Regarding the type of conditioning regimen and hepatotoxicity, we found that busulfan-based conditioning regimens had a statistically significant hepatotoxic effect compared to non-busulfan conditioning regimens.

The population of Egypt has a heavy burden of liver disease. The overall prevalence of positive antibody testing to hepatitis C in the general population is around 15–20% [11]. The prevalence of HCV in our patients is 19% while the prevalence of HBV was 16% and CMV is 8%. Similarly, the previous report by El-Sayed et al. from Egypt with similar environmental factors revealed that the prevalence of pre-transplant HBV and HCV in their patients was 27% and 31%, respectively [8]. The flare of viral hepatitis in both autologous and allogeneic patients represented 3% of all patients in our study.

In a recent retrospective study by Torres et al. at MD Anderson who included 59 patients (14 autologous and 13 allogeneic HSCT), all of his patients were HCV-infected recipients, and HCV reactivation was seen in 11% of patients infected with genotype 1; median time to HCV reactivation was 41 days after transplant [12].

→ Information shown
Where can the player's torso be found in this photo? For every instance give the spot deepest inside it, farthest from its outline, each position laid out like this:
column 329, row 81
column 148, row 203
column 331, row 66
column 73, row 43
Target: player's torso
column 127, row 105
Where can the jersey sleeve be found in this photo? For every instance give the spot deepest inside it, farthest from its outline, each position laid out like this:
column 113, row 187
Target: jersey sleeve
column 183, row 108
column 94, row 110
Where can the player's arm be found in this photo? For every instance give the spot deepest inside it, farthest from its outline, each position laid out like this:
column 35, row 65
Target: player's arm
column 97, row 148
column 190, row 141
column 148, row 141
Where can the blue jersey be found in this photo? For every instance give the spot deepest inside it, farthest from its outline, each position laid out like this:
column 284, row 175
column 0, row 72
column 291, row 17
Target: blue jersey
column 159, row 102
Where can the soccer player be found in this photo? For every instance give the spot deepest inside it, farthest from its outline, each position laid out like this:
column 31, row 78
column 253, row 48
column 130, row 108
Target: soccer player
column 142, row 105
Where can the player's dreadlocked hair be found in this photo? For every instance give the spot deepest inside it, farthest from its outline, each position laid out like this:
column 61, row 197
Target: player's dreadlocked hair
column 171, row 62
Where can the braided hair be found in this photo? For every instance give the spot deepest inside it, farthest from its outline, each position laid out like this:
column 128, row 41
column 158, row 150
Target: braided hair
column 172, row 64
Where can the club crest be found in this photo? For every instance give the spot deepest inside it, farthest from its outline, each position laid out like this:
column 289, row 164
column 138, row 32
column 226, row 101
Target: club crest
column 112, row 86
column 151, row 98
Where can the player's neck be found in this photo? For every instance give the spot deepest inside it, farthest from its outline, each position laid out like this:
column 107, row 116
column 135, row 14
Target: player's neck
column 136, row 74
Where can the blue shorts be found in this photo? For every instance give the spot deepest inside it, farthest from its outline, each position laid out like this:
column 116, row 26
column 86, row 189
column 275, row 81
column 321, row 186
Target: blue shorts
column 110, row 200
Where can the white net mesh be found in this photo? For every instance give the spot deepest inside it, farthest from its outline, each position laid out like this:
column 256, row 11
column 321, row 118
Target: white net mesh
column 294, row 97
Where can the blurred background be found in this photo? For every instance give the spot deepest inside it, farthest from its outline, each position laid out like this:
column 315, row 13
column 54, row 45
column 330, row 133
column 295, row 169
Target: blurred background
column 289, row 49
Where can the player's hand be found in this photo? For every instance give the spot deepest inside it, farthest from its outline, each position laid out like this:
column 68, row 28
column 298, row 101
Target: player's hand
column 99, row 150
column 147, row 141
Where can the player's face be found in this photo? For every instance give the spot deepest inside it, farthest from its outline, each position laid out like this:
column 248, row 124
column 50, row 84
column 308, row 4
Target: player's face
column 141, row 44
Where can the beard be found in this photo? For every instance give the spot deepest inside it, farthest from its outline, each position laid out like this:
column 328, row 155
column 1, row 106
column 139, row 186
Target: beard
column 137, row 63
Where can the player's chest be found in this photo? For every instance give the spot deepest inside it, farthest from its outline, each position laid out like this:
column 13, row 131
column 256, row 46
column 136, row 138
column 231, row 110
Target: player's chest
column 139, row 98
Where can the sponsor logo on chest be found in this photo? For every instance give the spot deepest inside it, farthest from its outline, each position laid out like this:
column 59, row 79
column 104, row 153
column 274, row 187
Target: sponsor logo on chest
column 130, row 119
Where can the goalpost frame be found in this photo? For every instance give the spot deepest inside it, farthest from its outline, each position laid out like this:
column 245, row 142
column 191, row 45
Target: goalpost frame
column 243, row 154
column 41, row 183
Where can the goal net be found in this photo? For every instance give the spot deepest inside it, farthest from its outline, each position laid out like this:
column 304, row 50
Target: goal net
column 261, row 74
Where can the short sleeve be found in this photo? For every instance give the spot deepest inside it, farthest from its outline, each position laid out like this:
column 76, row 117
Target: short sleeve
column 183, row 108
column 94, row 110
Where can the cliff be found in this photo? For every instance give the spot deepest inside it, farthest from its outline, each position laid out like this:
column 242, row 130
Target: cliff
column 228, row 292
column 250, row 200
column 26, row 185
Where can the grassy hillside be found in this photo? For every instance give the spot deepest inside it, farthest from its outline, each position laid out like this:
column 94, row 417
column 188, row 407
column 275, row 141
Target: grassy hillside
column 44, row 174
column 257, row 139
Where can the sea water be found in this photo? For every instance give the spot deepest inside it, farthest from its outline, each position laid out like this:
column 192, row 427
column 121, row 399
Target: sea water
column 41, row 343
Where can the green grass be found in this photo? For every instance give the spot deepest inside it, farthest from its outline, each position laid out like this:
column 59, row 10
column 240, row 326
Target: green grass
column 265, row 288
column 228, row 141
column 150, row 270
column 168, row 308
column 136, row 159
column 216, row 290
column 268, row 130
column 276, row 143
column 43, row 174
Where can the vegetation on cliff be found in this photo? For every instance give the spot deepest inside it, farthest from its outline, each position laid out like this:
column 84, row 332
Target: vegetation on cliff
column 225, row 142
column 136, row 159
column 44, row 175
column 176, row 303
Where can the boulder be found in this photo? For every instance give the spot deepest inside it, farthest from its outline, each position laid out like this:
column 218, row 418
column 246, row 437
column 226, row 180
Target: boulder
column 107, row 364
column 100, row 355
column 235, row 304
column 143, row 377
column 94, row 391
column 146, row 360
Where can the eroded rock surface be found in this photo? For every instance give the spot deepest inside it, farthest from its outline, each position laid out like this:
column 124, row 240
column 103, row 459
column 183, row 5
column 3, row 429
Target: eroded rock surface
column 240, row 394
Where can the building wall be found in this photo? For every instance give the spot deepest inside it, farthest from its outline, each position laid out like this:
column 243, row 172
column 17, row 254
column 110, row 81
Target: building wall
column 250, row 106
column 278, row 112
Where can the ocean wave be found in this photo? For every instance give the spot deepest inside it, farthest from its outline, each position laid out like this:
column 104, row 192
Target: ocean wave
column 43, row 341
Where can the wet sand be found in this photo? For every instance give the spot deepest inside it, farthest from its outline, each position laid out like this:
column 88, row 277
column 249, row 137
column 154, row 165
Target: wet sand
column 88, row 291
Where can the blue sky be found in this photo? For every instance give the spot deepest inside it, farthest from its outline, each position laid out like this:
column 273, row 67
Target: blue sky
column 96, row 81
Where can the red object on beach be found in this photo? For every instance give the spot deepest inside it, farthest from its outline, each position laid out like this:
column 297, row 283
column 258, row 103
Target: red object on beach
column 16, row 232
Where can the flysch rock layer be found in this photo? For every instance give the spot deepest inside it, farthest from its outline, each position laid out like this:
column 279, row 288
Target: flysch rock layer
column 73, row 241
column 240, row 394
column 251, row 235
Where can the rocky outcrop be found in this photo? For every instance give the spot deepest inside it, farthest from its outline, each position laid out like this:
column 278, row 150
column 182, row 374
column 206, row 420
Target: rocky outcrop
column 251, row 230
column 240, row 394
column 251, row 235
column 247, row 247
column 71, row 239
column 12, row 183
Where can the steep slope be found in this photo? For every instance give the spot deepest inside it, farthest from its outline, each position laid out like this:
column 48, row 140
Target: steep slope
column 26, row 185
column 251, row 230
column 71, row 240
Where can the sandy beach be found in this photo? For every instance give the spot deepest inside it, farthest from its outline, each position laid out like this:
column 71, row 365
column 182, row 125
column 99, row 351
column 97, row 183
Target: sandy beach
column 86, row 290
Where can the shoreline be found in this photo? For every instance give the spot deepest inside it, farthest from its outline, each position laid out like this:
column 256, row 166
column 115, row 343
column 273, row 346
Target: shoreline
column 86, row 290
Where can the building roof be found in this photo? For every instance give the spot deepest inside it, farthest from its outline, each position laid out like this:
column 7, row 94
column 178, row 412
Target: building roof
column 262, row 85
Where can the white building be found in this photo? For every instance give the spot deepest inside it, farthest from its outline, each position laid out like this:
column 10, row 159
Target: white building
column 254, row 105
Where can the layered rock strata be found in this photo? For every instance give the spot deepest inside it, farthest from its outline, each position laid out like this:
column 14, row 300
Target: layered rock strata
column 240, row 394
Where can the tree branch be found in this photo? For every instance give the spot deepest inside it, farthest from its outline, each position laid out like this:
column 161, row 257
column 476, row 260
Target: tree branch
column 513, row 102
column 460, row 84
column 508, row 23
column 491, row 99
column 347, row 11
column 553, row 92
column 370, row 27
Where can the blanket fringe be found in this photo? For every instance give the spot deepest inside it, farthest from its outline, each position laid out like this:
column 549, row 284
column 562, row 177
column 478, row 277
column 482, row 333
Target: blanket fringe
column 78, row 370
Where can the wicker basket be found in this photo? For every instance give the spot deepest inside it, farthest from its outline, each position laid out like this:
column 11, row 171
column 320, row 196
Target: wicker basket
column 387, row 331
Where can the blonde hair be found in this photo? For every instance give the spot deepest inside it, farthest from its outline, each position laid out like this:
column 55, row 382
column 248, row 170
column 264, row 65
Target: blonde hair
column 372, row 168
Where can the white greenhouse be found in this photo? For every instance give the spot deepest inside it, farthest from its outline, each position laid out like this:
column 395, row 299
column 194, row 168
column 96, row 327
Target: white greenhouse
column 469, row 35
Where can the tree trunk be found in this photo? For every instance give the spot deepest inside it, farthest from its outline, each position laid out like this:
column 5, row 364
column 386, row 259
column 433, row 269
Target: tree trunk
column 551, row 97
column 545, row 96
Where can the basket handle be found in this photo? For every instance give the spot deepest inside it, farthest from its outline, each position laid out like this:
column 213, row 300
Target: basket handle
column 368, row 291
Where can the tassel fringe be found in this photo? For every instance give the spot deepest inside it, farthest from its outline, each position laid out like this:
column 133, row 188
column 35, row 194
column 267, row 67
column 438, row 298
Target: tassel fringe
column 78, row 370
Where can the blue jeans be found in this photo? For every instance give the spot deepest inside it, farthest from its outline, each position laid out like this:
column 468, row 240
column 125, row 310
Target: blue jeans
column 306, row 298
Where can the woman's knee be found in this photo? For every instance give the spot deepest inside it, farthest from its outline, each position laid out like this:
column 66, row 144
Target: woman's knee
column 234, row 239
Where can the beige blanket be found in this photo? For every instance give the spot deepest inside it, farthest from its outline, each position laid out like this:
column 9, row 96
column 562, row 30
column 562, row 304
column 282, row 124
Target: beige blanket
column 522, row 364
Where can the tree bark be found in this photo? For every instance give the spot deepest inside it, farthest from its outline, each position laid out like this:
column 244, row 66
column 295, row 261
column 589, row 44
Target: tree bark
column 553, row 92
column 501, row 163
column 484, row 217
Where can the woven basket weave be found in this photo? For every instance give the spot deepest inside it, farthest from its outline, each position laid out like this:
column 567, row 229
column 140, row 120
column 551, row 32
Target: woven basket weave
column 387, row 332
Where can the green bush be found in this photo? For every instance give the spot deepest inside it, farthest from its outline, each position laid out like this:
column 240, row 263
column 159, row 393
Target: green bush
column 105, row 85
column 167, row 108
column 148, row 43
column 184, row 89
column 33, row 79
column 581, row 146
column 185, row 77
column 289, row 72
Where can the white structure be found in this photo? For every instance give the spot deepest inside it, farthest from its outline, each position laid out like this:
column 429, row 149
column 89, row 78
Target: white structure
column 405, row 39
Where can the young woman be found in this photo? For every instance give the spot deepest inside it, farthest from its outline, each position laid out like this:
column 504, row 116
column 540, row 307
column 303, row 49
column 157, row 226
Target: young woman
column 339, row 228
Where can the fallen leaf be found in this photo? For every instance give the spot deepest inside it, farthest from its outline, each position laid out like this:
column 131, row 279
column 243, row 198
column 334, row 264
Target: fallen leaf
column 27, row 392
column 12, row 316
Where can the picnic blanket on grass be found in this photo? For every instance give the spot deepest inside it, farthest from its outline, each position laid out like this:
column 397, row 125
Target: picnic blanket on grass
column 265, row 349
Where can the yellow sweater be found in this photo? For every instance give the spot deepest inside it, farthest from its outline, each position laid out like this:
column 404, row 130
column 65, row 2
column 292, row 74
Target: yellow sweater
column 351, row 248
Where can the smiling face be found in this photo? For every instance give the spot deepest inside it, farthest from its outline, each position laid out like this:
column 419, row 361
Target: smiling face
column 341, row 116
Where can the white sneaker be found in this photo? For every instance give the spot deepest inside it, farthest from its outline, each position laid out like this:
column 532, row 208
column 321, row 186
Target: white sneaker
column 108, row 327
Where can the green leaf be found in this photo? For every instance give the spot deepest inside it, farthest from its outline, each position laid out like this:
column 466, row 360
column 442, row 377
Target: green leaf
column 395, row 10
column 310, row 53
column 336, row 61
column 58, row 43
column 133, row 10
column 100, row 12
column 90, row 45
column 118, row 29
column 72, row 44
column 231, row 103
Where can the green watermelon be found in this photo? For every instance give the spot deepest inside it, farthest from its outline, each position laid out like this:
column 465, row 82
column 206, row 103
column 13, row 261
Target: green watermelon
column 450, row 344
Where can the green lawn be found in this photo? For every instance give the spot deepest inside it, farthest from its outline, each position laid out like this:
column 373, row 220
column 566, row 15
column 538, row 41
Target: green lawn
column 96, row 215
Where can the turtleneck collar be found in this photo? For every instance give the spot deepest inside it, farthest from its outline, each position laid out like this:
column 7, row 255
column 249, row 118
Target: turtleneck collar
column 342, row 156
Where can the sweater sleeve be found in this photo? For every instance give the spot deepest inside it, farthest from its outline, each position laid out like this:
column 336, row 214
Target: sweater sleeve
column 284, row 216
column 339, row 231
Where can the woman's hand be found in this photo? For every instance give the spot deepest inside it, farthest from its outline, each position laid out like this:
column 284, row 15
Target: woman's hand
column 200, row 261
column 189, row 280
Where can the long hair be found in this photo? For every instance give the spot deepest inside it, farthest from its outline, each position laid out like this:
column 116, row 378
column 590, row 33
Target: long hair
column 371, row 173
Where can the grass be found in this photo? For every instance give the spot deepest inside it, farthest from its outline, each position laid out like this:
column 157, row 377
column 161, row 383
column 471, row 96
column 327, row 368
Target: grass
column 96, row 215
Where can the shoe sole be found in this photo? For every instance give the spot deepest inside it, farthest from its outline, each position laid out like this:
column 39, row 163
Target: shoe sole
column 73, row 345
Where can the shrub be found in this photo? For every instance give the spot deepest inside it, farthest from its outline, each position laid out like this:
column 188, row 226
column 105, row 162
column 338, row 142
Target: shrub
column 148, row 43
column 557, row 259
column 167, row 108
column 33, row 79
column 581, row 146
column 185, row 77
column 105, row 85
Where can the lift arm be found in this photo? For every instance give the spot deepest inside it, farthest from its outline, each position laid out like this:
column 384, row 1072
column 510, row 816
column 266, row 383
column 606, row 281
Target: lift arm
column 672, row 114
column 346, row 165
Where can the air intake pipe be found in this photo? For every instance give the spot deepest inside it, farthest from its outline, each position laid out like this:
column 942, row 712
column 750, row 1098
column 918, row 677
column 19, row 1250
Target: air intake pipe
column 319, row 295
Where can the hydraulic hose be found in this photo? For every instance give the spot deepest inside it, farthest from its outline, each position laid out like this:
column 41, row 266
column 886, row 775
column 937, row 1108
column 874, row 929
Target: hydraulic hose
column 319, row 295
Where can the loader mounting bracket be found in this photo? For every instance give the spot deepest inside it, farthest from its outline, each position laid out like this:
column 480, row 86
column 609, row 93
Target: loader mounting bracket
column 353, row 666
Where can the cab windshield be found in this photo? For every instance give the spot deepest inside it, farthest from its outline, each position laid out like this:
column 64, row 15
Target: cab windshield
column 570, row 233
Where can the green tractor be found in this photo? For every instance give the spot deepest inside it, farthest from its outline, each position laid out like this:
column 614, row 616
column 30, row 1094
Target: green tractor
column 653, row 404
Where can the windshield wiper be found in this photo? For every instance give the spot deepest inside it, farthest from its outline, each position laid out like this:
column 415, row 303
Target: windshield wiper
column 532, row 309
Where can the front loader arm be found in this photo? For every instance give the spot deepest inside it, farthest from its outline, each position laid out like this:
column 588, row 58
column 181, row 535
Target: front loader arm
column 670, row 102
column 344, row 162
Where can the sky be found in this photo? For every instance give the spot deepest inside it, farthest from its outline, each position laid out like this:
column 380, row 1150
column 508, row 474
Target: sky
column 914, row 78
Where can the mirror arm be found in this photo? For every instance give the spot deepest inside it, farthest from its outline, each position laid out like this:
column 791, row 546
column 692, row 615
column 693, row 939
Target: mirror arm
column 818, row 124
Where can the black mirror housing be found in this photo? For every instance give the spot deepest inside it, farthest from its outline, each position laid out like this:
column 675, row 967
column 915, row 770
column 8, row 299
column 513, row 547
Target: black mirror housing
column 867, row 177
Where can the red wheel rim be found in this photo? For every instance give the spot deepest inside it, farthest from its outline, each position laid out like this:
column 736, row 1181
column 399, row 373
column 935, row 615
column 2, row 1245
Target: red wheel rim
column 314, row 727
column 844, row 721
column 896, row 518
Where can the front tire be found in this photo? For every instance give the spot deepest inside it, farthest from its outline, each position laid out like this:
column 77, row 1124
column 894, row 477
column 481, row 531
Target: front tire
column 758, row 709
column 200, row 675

→ Problem statement
Reproduce the transplant hepatotoxicity excerpt word for word, starting with "Regarding the type" and going on through "in our study.".

→ Solution to the exercise
Regarding the type of conditioning regimen and hepatotoxicity, we found that busulfan-based conditioning regimens had a statistically significant hepatotoxic effect compared to non-busulfan conditioning regimens.

The population of Egypt has a heavy burden of liver disease. The overall prevalence of positive antibody testing to hepatitis C in the general population is around 15–20% [11]. The prevalence of HCV in our patients is 19% while the prevalence of HBV was 16% and CMV is 8%. Similarly, the previous report by El-Sayed et al. from Egypt with similar environmental factors revealed that the prevalence of pre-transplant HBV and HCV in their patients was 27% and 31%, respectively [8]. The flare of viral hepatitis in both autologous and allogeneic patients represented 3% of all patients in our study.